### Data listing ###
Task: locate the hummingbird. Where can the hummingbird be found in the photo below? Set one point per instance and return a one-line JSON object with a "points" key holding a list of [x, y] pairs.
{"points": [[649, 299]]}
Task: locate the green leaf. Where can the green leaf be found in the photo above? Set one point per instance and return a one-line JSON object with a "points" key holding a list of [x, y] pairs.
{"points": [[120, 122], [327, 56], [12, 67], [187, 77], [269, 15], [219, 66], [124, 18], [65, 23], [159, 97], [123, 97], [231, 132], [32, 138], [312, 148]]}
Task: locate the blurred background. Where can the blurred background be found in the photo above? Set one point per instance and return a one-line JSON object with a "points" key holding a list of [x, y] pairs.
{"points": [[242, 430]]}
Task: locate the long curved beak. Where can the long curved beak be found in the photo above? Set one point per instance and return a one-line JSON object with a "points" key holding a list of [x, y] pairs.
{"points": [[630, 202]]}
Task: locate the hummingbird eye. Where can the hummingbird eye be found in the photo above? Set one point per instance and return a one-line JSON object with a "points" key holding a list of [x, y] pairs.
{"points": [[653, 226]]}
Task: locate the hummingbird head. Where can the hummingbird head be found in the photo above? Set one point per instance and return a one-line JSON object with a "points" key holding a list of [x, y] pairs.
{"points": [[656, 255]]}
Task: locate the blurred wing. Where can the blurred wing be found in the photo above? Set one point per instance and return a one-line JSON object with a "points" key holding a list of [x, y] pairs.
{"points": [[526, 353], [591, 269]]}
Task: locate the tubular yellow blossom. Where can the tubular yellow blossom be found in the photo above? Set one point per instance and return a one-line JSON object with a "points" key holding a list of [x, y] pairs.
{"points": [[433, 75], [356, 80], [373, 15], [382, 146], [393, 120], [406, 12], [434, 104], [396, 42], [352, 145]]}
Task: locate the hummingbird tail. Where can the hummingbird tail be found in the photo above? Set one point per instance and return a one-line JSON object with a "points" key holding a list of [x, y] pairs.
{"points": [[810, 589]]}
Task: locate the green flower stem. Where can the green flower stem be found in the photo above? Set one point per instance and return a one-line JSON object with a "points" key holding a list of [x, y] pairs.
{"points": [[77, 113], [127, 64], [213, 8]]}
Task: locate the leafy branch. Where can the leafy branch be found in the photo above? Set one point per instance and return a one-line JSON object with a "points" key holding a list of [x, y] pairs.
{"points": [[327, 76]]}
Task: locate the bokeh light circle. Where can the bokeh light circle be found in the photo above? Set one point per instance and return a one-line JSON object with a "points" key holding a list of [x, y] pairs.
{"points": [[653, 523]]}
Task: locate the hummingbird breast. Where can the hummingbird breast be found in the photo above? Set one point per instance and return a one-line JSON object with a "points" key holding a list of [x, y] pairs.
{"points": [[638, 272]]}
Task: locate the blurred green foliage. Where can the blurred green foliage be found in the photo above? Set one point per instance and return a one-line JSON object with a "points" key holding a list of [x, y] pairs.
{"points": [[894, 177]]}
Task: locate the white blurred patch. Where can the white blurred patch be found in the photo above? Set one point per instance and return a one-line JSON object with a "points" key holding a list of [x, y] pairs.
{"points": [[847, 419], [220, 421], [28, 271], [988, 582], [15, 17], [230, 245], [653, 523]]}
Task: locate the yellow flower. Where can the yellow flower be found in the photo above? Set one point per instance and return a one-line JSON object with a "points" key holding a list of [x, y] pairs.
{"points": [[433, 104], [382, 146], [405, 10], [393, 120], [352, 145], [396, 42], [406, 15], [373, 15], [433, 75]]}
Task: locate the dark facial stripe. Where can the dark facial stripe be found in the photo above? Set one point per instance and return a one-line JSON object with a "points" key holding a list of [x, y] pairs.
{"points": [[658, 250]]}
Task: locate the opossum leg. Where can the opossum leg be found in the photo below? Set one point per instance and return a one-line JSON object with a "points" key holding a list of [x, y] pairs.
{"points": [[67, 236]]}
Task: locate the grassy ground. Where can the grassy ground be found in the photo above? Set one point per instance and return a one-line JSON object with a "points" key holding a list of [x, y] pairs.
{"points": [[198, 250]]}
###
**Written exercise**. Type out all of the material again, word for word.

**Answer to the exercise**.
Task: locate the hummingbird. Where can the hummingbird be found in the photo below? Set one point per instance and return a one-line JSON object with a "points" key holding a list of [x, y] pairs.
{"points": [[649, 299]]}
Task: locate the green leaf. Where can the green leaf be found in the photo above? Set one point per instance and return a one-line JSON object with a "points" key holding a list of [x, y] pairs.
{"points": [[120, 122], [327, 56], [12, 67], [187, 77], [269, 15], [219, 66], [124, 18], [65, 23], [159, 97], [123, 97], [231, 132], [32, 138], [312, 148]]}
Task: locate the blurred background. Where can the blurred background be found in the photo above? Set one point per instance and return a one-line JSON object with a "points" key holding a list of [x, y] pairs.
{"points": [[242, 430]]}
Task: locate the long curved beak. Where can the long curved beak be found in the photo above? Set one point per instance and return a one-line JSON object with a "points" key holding a list of [x, y] pairs.
{"points": [[630, 202]]}
Task: locate the hummingbird eye. Where can the hummingbird eye be found in the photo above? Set one point per instance and return a one-line JSON object with a "points" key holding a list of [x, y] pairs.
{"points": [[653, 226]]}
Task: locate the hummingbird head. Where can the hummingbird head be found in the photo above? Set one point per instance and return a one-line JSON object with a "points" key holding a list of [x, y] pairs.
{"points": [[656, 255]]}
Task: locate the blurred wing. Where can the blurred wing be found in the photo above? Set one point per instance and return a one-line JSON object with a "points" key holding a list of [x, y] pairs.
{"points": [[526, 353], [591, 269]]}
Task: locate the tubular yellow blossom. Where can the tubular yellow blossom be found in the photo above? Set one point per instance and return a one-line JSON object with a "points" key holding a list of [x, y] pairs.
{"points": [[433, 75], [356, 80], [373, 15], [382, 146], [393, 120], [406, 12], [434, 104], [396, 42], [352, 145]]}
Task: locate the hummingbird tail. Where can the hummingbird tail be found in the photo above? Set one point per instance and return a one-line JSON object with a "points" key holding a list of [x, y] pairs.
{"points": [[810, 589]]}
Task: locate the green flower stem. Where can the green flower stem be found in the photo above? Set one point per instance and return a one-line JSON object with a "points" key holding a list of [x, y] pairs.
{"points": [[77, 113], [127, 64], [213, 8]]}
Task: locate the leafy branch. Where can the leafy branch be found in the photo above? Set one point per instance and return a one-line JSON object with a "points" key holding a list of [x, y] pairs.
{"points": [[327, 76]]}
Task: locate the bokeh light circle. Where can the bokeh light circle be found in the photo above? Set one point per instance and return a one-line JSON object with a "points" key holding a list of [x, y] pairs.
{"points": [[653, 523]]}
Task: locate the hummingbird breast. Where can the hummingbird breast be found in the photo above? Set one point per instance and return a one-line JSON object with a "points" key holding a list of [x, y] pairs.
{"points": [[638, 272]]}
Task: locate the blurred green foliage. Where can the blurred green foliage be found in the photo above? Set one point per instance and return a one-line JSON object with a "points" key holding a list of [x, y] pairs.
{"points": [[894, 177]]}
Task: locate the white blurred patch. Where can the white blurred patch be found in the photo above? Set one point per instance and return a one-line JSON object with a "points" key holding a list of [x, y] pairs.
{"points": [[847, 419], [220, 421], [28, 271], [988, 582], [15, 17], [230, 245], [653, 523]]}
Task: locate the yellow flower. Where can the yellow flower be found in the photo above? Set one point per instance and return a one-line JSON object with a "points" key holding a list of [x, y] pairs.
{"points": [[433, 104], [382, 146], [405, 10], [393, 120], [352, 145], [396, 42], [406, 15], [373, 15], [433, 75]]}
Task: locate the dark facial stripe. Where can the dark facial stripe be found in the photo above? Set one point per instance and return a one-line JSON object with a "points" key holding a list of [x, y] pairs.
{"points": [[658, 250]]}
Task: locate the opossum leg. Where can the opossum leg be found in the photo below? Set one point per instance and return a one-line JSON object with a "points" key holding a list of [x, y] pairs.
{"points": [[67, 236]]}
Task: locate the grassy ground. Where can the grassy ground be found in the photo above? Set one point per instance and return a one-line JSON object with a "points" key holding a list of [x, y] pairs.
{"points": [[198, 250]]}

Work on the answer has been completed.